Continue the genetic programming framework's changelog, beginning immediately after its last entry.

Text section ->
▼
Track the true all-time best genome from the evaluated initial population across ExprGenome, TreeGenome, and GraphGenome solve paths, including runs where later generations regress or elitism=0.
Apply bloat_penalty consistently in GraphGenome solves.
Validate public evolutionary algorithm configuration earlier, including population size, generations, rates, elitism, bloat penalty, island counts, and migration settings; operator compatibility checks now respect zero mutation or crossover rates.
Seed HallOfFame archives from the initial population and preserve them through checkpoint/resume.

Initial public release. The scope expanded between the original pre-registration readiness cut (2026-04-06) and the final registration date as the framework continued to land research-grade capabilities — notably six classical GP benchmark families (Phase E), ten neuroevolution benchmarks (Phases A–D), and nine infrastructure additions (Phase F.0 through F.8). All are folded into this single 0.1.0 entry below.

Added

Core framework

Problem/Algorithm/Solve API following SciML conventions
GeneticProgramming algorithm with tournament selection, elitism, subtree crossover, subtree/point/hoist/expansion mutation
GPProblem, GPResult with per-generation best/mean fitness history
Explicit RNG threading for reproducible runs (parallel=false)
Parallel population evaluation via Threads.@threads
convergence_threshold parameter for early termination on minimization problems

Genome types

ExprGenome — typed AST-based genome with @eval compilation; supports loops, conditionals, mutable state, side-effectful primitives
TreeGenome{T} — DynamicExpressions.jl-backed expression-tree genome for fast vectorized symbolic regression (8.4× faster than ExprGenome on the Koza suite); now part of the core module rather than a package extension
GraphGenome — NEAT-style neural topology genome with innovation numbers, structural mutation (add node, add connection), innovation-number-aligned crossover, and compatibility distance
AntGenome — side-effectful imperative genome for agent control problems (Santa Fe ant trail and similar)
▲
Source material ->
▼
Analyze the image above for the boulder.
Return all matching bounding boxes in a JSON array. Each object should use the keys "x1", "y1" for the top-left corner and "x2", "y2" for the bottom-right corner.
▲
Answer below ->
Multi-objective GP

NSGAII algorithm — non-dominated sorting + crowding distance with (μ+λ) survivor selection
AbstractMultiObjectiveEvaluator interface (evaluate_multi, objective_names)
ParsimonyEvaluator{E} — wraps any single-objective AbstractEvaluator into a two-objective (fitness, complexity) problem; replaces bloat_penalty with a real Pareto front
NSGAIIResult with the Pareto front, full final population, generation count, wall time, objective names, and per-generation 2D hypervolume
Example: examples/nsga2_regression.jl

Speciation

ThresholdSpeciation — NEAT-style speciation by genomic distance with stagnation culling and configurable fitness sharing
BehavioralSpeciation — speciation by behavioral fingerprint (probe- based), groups syntactically distinct programs that make the same decisions; empirically the most reliable variant on the bin packing benchmark (lowest cross-seed variance)
Configurable sharing_formula: :none, :linear, :sqrt, :log2 (adapted for minimization: shared = raw × penalty(species_size))
apply_sharing(raw, size, formula) helper for custom speciation implementations

Island model

IslandModel algorithm with three execution backends: sequential (single-process), synchronous distributed, and asynchronous distributed (Distributed.jl workers)
RingTopology, CompleteTopology, RandomTopology for migration routing
MigrantGenome + to_migrant/from_migrant for cross-process serialization

LLM operator

LLMMutationOperator — FunSearch/AlphaEvolve-style LLM-as-mutation operator that serializes an ExprGenome to source, prompts an LLM for a meaningfully modified variant, and parses + type-checks the response. Silent fallback to a classical operator on any failure (API error, timeout, parse failure, type-check failure)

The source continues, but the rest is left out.